**Extract provided:**
________________________________________

That's a good one for sure I release all my big fish now days but will say the 1st ever big fish I caught back in 91 I didn't have a scale plus I never caught a fish that big yea I had to go show it off and get it weighed 56.5# 46.5'' long I tried to keep it alive but it died on me so I cleaned it and ate it which was really good so don't let people tell you big ones aint good eating cause they are they way I cleaned it and soaked in saltwater but anyway thru the yrs that Ive learned how long it takes for a fish to get that big and you just don't catch them on a regular basis I decided to release all of them now since I haven't ate no fish for many yrs now got some bad at a relatives house and aint ate it since plus its a job to clean a monster my last big one 65# is still swimming I now carry a scale and a camera cause there's nothing like hooking into a hog like that so I will never keep a big one again even tho they are good eating


----------



## Gottagofishn

Well then.... Those are some truly amazing fish! 
My personal best is wayyyy smaller than those I'm afraid. 

I live in central Ohio and usually only head down to the river in the fall. I like the variety of fish it offers up then. We went down to chase Hybrids and Eye's several years ago. I was pitching a 1/8th oz jig on 8lb test along a drop off close to shore when I had a good hit. Well, the fish just lumbered off not really caring what I was doing. I jumped on the trolling motor and headed off downstream after the unknown quarry. After dancing around the boat I ended up maybe a half mile downstream before it decided it was bored and finally rolled up to the boat. My daughter and her boyfriend were there to help net and take pics. Beautiful fish coming in at about 43"... not sure of the weight but it sure was pretty. It too was released, maybe it was the 65lber?
Ever since then I now chase the kitties too when I'm down there. Awesome fish!


----------



## Shortdrift

55#


----------



## Bassbme

Geez those are some toads!!!. Good job guys. I'm a bass junkie, but I've caught a few flatheads while fishing for bass. The biggest one I've landed was probably between 25 - 30#. That one came from Salt Fork.

________________________________________

**Information provided:**
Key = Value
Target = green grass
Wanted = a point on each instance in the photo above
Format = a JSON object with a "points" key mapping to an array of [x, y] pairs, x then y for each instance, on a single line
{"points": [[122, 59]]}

________________________________________

**Exercise requirements:**
**A.** In the catfish forum thread, what lure and line was Gottagofishn using when the 43-inch fish hit?
**B.** Continue the catfish forum thread from its last post.

**Final results:**
**A.** A 1/8th oz jig on 8lb test.

**B.**
As far as the biggest one I've had on, and I really can't be sure it was a flathead, as I never saw it, was hooked while fishing a bridge piling in the Hannibal pool of the Ohio river. When I first set the hook I thought I was hung up on the trash around the base of the piling, then it started to move. I really couldn't do anything with it so after about 10 minutes I decided to try and break it off. I clamped down on the spool with my thumb so the drag wouldn't slip and hit the go button on my trolling motor. Dang line wouldn't break but I dragged it about 40' down river when it decided it wanted to go back to the bridge piling. 

My dad and I were fishing in a bass tournament at the time and I was 20 minutes or better into fighting this thing so I drove back up to it and did the process again, Got it about the same distance from the bridge piling and it started going back to it again, but this time the hook finally bent out. I had it on a jig so it was a pretty heavy wire hook. Got the jig back to the boat and it had that little piece of soft flesh stuck behind the barb that I normally get when I hook a cat fish.

Would have loved to seen how big it was. Definitely the biggest fish I've ever had on in my life time. So I can definitely see how you guys can be junkies for them. Those babies can pull !!!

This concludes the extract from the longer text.